Tasks for this exercise:
[A] Reproduce everything in the hiring text from "In a 2016 HBR" down to "a lot easier.", word for word.
[B] According to the hiring text, which company does Carol Quinn lead as CEO?
[C] Extend the text on bad hires and interview practices, starting after its last sentence.

Selected text:
:::
Inefficient interview process
Not having a standardized interviewing process can increase your chances of making a bad hire by 5 times according to a talent acquisition study conducted by Glassdoor. Having a consistent interview process over a period of time helps in determining the best fit according to the company’s culture. It can provide recruiters and hiring managers with tools that can be used to formulate important questions and decide evaluation criteria more efficiently. Carol Quinn is the CEO of Conyers, a hiring conglomerate based out of Georgia and she speaks extensively about different interview question frameworks that are more likely to fail recruiters. During the Society for Human Resource Management's Talent Management Conference & Exposition, Quinn mentioned that many interviewers frame their questions in an unaccommodating and detached manner. These interviews prevent candidates from opening up to the interviewers and can fail in uncovering any patterns of lack of motivation or mindset that could affect their performance and the chances of them succeeding at their job.
In a 2016 HBR article that explores successful alternatives to traditional hiring practices, nearly 1 in 10 respondents said that the person they onboarded didn’t work out because the company failed to properly communicate its brand and culture to their new employees. A branding strategy if not already existing, is key to attracting the right people and avoiding a bad hire. Whether it's the content on your website or videos on social media, conveying the company culture with right messaging helps in building a strong brand that makes attracting the right talent a lot easier.
:::
Input data:
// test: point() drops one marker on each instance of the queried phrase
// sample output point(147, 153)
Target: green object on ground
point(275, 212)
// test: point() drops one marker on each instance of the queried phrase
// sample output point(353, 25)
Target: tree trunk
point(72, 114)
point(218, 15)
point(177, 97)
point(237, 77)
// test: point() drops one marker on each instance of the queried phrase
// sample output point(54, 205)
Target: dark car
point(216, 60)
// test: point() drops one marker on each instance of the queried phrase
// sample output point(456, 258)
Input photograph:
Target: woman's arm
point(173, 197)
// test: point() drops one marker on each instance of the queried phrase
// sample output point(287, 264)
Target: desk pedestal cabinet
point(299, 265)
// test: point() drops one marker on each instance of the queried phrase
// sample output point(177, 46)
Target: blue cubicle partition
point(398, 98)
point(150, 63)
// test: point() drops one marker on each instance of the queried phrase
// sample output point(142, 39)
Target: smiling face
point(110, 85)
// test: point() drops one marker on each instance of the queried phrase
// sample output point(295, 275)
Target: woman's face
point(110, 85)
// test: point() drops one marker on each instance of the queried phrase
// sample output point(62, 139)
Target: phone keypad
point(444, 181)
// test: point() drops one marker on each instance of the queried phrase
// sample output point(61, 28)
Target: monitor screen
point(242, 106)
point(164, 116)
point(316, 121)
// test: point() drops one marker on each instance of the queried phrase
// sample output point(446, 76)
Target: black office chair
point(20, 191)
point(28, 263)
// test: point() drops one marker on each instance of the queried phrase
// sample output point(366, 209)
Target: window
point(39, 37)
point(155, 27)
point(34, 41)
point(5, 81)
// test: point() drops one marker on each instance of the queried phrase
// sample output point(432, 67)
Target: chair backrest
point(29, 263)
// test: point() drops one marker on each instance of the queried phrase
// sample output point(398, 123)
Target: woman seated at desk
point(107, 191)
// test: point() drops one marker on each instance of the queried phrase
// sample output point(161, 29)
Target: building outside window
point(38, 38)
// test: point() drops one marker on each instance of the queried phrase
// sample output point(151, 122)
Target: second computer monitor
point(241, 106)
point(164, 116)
:::
Answers given:
[A]
In a 2016 HBR article that explores successful alternatives to traditional hiring practices, nearly 1 in 10 respondents said that the person they onboarded didn’t work out because the company failed to properly communicate its brand and culture to their new employees. A branding strategy if not already existing, is key to attracting the right people and avoiding a bad hire. Whether it's the content on your website or videos on social media, conveying the company culture with right messaging helps in building a strong brand that makes attracting the right talent a lot easier.

[B] Conyers, a hiring conglomerate based out of Georgia.

[C]
First impressions matter
Strong and impactful onboarding processes can improve your retention rate for new hires by about 82 percent and increase productivity by about 70 percent according to a study conducted by Brandon Hall Group. Onboarding is not entirely about orientation weeks and knowledge transfer, it can be a process of inculcating strong leadership attributes and building company wide cultural habits for the first 30, 60 or 90 days. Regular discussions to understand the adjustment, progress, and motivation of new hires could lead to sustainable long term relationships between the company and their new employees.
Measuring employee performance is inherently tough. Understanding an increase of 5 percent in ROI is pretty straightforward but a performance rating change from 3.5 to 3.2 is difficult to comprehend. Performance ratings lean towards being subjective and identifying objective metrics to determine the value of a hiring decision can be tricky.
What does this mean?
Unfortunately, even with all the precautionary measures and strong systems in place, it is very difficult to accurately spot a bad hire very early on or avoid hiring one. Reducing employee turnover is a long term commitment. Optimizing onboarding, employee retention, learning and development, on-the-job training , and engagement is challenging but not impossible. Treating your hiring system as a company-altering process will ensure you are extra careful and less likely to misjudge often. In the long run, hiring carefully and firing quickly will ensure your staff ship stays afloat.